### PASSAGE ###

Use DTS to synchronize data from MySQL to Alibaba Cloud Elasticsearch in real time - Elasticsearch

If you want to search and analyze the production data in your ApsaraDB RDS for MySQL database by using Alibaba Cloud Elasticsearch, you can use Data Transmission Service (DTS) to synchronize the data to an Elasticsearch cluster in real time. The synchronization is implemented based on a real-time synchronization task. This solution is suitable for scenarios in which high performance of real-time synchronization is required. This topic describes how to create a real-time synchronization task to synchronize data from an ApsaraDB RDS for MySQL database to an Alibaba Cloud Elasticsearch cluster in real time. This topic also describes how to verify the synchronization results of full data and incremental data.

Background information

DTS is a data transmission service that integrates data migration, data subscription, and real-time data synchronization. For more information, see DTS. DTS supports synchronization of data changes generated by insert, delete, and update operations. For information about the versions of data sources from which DTS can synchronize data, see Overview of data synchronization scenarios.

### DATASET EXTRACT ###

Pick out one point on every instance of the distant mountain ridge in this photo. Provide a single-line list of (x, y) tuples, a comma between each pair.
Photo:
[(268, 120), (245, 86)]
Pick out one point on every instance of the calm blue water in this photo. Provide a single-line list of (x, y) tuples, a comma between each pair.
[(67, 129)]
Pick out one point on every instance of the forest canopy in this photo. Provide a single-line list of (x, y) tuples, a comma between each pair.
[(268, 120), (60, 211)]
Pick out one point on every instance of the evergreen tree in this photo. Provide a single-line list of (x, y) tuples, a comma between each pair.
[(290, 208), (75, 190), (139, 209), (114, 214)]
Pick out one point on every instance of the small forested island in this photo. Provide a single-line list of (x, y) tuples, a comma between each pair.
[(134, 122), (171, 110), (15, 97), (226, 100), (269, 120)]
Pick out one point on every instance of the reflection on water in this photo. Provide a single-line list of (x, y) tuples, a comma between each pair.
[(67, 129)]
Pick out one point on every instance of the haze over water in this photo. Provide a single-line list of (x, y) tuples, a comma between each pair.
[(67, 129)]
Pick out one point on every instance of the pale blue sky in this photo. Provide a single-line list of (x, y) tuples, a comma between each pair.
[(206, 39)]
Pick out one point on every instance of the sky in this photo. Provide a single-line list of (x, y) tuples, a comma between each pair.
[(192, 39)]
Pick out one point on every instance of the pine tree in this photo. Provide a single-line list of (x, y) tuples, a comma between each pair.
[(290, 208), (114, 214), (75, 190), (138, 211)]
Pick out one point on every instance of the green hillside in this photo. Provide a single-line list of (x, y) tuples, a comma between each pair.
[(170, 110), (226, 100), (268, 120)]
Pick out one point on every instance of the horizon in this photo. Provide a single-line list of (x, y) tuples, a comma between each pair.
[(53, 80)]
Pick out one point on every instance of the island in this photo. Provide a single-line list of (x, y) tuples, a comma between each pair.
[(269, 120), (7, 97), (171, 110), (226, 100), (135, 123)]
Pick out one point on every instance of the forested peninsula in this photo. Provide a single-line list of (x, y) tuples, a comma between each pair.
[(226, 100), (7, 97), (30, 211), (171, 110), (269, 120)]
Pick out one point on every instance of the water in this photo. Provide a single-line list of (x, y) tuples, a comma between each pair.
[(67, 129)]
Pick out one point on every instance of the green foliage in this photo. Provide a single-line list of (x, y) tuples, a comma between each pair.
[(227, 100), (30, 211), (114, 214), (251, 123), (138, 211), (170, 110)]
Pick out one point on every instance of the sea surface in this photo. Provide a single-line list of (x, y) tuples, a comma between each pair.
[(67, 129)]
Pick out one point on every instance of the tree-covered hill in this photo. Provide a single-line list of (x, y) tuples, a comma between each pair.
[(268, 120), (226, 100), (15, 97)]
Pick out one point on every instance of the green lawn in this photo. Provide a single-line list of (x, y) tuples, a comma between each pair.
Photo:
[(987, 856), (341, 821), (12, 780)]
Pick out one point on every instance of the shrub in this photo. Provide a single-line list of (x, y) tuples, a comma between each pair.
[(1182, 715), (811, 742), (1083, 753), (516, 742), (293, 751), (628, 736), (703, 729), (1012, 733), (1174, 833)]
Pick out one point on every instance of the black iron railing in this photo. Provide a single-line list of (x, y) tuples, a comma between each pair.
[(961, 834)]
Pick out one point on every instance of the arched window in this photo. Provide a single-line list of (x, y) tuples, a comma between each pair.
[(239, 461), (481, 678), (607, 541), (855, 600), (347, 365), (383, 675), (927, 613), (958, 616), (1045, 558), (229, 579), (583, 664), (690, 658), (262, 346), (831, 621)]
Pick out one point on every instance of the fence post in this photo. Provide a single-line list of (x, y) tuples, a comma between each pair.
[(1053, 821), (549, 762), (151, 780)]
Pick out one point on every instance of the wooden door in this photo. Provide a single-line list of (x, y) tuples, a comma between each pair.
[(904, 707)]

###

▶ _PROBLEMS TO SOLVE_:
- A) Based on the DTS synchronization passage, say whether each statement agrees with it, answering yes or no and quoting the deciding words. (i) DTS can synchronize data changes from insert, delete, and update operations. (ii) The solution is intended mainly for scenarios where low cost matters more than performance. (iii) The topic explains how to verify only the results of full data synchronization.
- B) Summarize the DTS synchronization passage in two sentences.
- C) Continue the DTS synchronization passage from its final sentence.

▶ _THE RESPONSES_:
- A)
(i) Yes: "DTS supports synchronization of data changes generated by insert, delete, and update operations."
(ii) No: "This solution is suitable for scenarios in which high performance of real-time synchronization is required."
(iii) No: "This topic also describes how to verify the synchronization results of full data and incremental data."

- B) Data Transmission Service (DTS) can synchronize data from an ApsaraDB RDS for MySQL database to an Alibaba Cloud Elasticsearch cluster in real time through a real-time synchronization task. This approach suits scenarios that need high-performance real-time synchronization, and DTS, which integrates data migration, data subscription, and real-time data synchronization, supports changes generated by insert, delete, and update operations.

- C)
You can use DTS to synchronize full or incremental data from MySQL to Elasticsearch. This solution is suitable for scenarios in which you require high performance of real-time synchronization from a relational database or you need to synchronize full or incremental data from a relational database to an Alibaba Cloud Elasticsearch cluster.

Precautions

DTS does not synchronize data changes generated by DDL operations. If a DDL operation is performed on a table in the source database during data synchronization, you must perform the following operations: Remove the table from the data synchronization task, remove the index for the table from the Elasticsearch cluster, and then add the table to the data synchronization task again. For more information, see Remove an object from a data synchronization task and Add an object to a data synchronization task.
If you want to add columns to the source table, modify the mappings of the index that corresponds to the table. Then, perform the related DDL operation on the source table, pause the data synchronization task, and start the task again.
DTS uses read and write resources of the source and destination during initial full data synchronization. This may increase the loads of the source and destination. If the performance of the source or destination is unfavorable, the specifications of the source or destination are low, or the data volume is large, the source or destination may become unavailable. For example, DTS occupies a large number of read and write resources in the following cases: a large number of slow SQL queries are performed on the source, one or more tables do not have primary keys, or a deadlock occurs on the destination. To prevent this issue, you must evaluate the impact of data synchronization on the performance of the source and destination before data synchronization. We recommend that you synchronize data during off-peak hours. For example, you can synchronize data when the CPU utilization of the source and destination is less than 30%.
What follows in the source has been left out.